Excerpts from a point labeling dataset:
________________________

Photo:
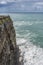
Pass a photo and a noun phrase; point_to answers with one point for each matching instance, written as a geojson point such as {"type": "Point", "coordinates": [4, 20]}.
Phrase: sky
{"type": "Point", "coordinates": [21, 5]}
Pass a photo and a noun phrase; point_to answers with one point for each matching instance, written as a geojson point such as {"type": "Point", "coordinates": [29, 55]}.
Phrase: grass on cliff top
{"type": "Point", "coordinates": [4, 19]}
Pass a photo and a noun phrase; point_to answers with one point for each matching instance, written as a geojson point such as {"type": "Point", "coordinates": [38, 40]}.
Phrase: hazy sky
{"type": "Point", "coordinates": [21, 5]}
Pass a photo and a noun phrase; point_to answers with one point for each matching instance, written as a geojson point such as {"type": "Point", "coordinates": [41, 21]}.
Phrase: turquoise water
{"type": "Point", "coordinates": [29, 26]}
{"type": "Point", "coordinates": [29, 37]}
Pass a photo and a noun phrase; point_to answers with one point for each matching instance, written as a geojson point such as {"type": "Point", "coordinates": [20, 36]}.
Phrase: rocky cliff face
{"type": "Point", "coordinates": [9, 52]}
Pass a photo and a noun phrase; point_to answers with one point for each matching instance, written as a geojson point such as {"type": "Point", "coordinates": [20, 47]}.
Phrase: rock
{"type": "Point", "coordinates": [9, 51]}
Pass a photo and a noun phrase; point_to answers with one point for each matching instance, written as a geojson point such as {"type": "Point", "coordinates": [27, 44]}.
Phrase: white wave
{"type": "Point", "coordinates": [32, 55]}
{"type": "Point", "coordinates": [20, 23]}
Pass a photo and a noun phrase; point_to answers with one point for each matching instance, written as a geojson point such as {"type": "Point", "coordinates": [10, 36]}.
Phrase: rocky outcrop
{"type": "Point", "coordinates": [9, 51]}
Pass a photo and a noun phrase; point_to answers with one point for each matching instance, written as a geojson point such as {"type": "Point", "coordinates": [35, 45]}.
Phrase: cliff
{"type": "Point", "coordinates": [9, 51]}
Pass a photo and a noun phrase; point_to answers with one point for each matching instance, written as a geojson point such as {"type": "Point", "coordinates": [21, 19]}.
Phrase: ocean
{"type": "Point", "coordinates": [29, 36]}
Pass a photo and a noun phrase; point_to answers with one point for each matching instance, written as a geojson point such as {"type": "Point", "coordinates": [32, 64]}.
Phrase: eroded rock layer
{"type": "Point", "coordinates": [9, 52]}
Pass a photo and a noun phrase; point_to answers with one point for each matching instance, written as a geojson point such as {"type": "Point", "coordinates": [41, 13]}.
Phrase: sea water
{"type": "Point", "coordinates": [29, 36]}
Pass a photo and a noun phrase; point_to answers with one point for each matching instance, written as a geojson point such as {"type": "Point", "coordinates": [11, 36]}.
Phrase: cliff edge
{"type": "Point", "coordinates": [9, 52]}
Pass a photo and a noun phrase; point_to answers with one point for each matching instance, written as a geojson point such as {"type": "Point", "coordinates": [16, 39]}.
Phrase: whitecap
{"type": "Point", "coordinates": [32, 55]}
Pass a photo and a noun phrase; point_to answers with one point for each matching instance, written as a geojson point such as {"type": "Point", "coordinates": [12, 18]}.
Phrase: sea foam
{"type": "Point", "coordinates": [32, 55]}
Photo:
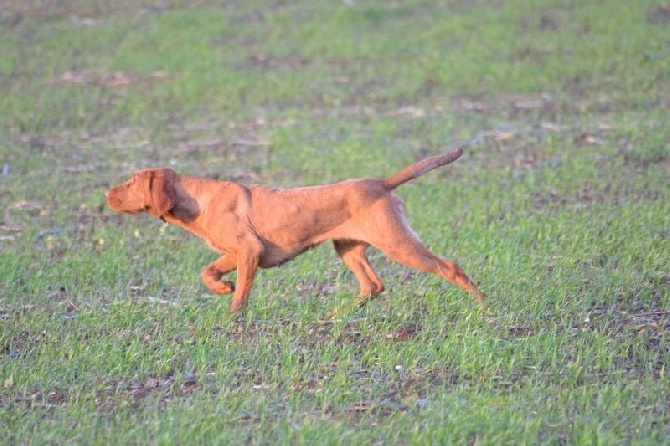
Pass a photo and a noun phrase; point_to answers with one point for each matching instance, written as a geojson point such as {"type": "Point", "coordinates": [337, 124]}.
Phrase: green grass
{"type": "Point", "coordinates": [559, 210]}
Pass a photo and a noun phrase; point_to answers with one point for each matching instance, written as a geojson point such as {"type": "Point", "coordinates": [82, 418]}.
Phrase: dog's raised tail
{"type": "Point", "coordinates": [419, 168]}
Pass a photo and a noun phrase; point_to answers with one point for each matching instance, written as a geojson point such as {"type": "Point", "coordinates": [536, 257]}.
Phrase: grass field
{"type": "Point", "coordinates": [560, 210]}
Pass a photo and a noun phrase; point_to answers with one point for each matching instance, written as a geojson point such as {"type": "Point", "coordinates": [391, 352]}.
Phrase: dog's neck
{"type": "Point", "coordinates": [189, 203]}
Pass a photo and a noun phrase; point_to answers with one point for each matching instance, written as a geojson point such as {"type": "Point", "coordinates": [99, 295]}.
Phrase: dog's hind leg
{"type": "Point", "coordinates": [353, 254]}
{"type": "Point", "coordinates": [213, 272]}
{"type": "Point", "coordinates": [402, 245]}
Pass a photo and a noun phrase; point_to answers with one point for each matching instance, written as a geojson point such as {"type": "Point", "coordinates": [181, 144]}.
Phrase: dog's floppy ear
{"type": "Point", "coordinates": [161, 189]}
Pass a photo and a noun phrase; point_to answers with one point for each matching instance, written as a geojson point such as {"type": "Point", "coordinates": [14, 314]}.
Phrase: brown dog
{"type": "Point", "coordinates": [260, 226]}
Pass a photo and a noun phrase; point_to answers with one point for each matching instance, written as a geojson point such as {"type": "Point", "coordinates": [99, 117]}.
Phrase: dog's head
{"type": "Point", "coordinates": [148, 190]}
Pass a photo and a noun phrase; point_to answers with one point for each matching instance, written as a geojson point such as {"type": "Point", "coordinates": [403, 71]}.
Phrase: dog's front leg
{"type": "Point", "coordinates": [247, 265]}
{"type": "Point", "coordinates": [213, 272]}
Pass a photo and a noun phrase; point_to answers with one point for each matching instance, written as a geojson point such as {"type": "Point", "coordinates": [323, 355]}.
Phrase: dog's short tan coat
{"type": "Point", "coordinates": [259, 226]}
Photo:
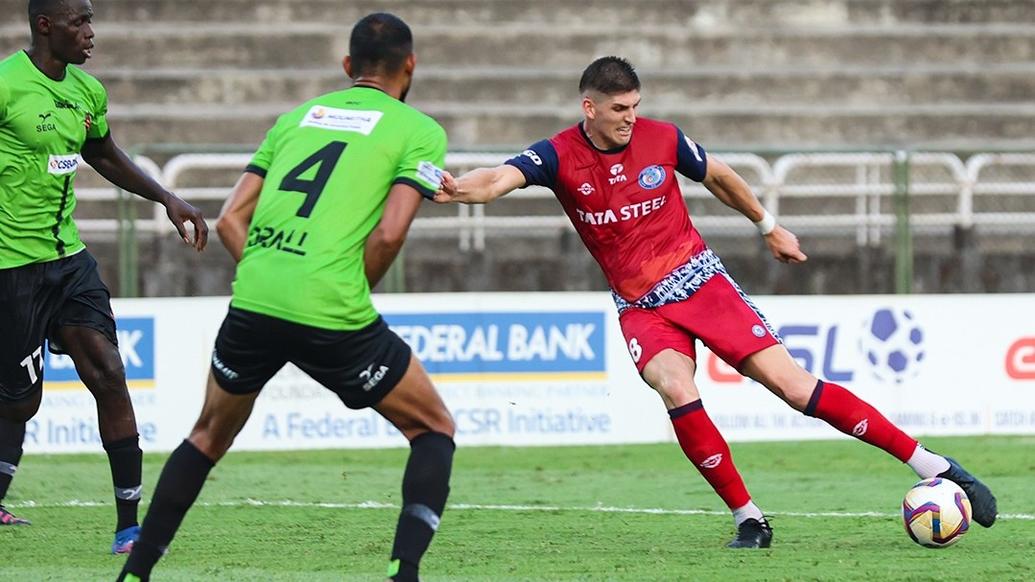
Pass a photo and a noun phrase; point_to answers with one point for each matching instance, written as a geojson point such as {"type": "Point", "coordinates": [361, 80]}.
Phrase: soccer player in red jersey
{"type": "Point", "coordinates": [614, 175]}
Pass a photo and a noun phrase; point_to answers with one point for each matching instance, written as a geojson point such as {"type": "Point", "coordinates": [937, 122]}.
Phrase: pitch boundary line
{"type": "Point", "coordinates": [495, 507]}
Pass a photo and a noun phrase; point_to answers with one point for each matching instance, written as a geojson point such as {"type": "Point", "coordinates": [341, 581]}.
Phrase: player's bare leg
{"type": "Point", "coordinates": [415, 408]}
{"type": "Point", "coordinates": [12, 419]}
{"type": "Point", "coordinates": [222, 418]}
{"type": "Point", "coordinates": [99, 366]}
{"type": "Point", "coordinates": [775, 369]}
{"type": "Point", "coordinates": [671, 374]}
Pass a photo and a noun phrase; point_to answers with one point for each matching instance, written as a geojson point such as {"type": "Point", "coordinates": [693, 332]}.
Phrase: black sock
{"type": "Point", "coordinates": [11, 437]}
{"type": "Point", "coordinates": [125, 458]}
{"type": "Point", "coordinates": [179, 485]}
{"type": "Point", "coordinates": [425, 487]}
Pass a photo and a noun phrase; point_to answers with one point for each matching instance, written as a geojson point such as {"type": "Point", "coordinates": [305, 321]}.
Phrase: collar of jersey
{"type": "Point", "coordinates": [592, 145]}
{"type": "Point", "coordinates": [368, 87]}
{"type": "Point", "coordinates": [25, 55]}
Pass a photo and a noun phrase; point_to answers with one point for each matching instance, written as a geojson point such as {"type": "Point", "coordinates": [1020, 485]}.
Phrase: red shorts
{"type": "Point", "coordinates": [717, 314]}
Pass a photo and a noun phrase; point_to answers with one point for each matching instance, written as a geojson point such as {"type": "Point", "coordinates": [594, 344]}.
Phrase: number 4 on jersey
{"type": "Point", "coordinates": [325, 158]}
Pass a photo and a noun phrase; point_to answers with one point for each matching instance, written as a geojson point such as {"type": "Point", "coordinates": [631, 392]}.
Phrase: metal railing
{"type": "Point", "coordinates": [885, 190]}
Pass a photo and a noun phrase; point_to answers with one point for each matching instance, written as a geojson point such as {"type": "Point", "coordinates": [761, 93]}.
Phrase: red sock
{"type": "Point", "coordinates": [707, 449]}
{"type": "Point", "coordinates": [851, 415]}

________________________

→ Instructions for the task: Please copy every line in the rows above that contains the string "grass".

→ Completed exercise:
Phrase: grass on cliff top
Phrase: green grass
Phrase: grass field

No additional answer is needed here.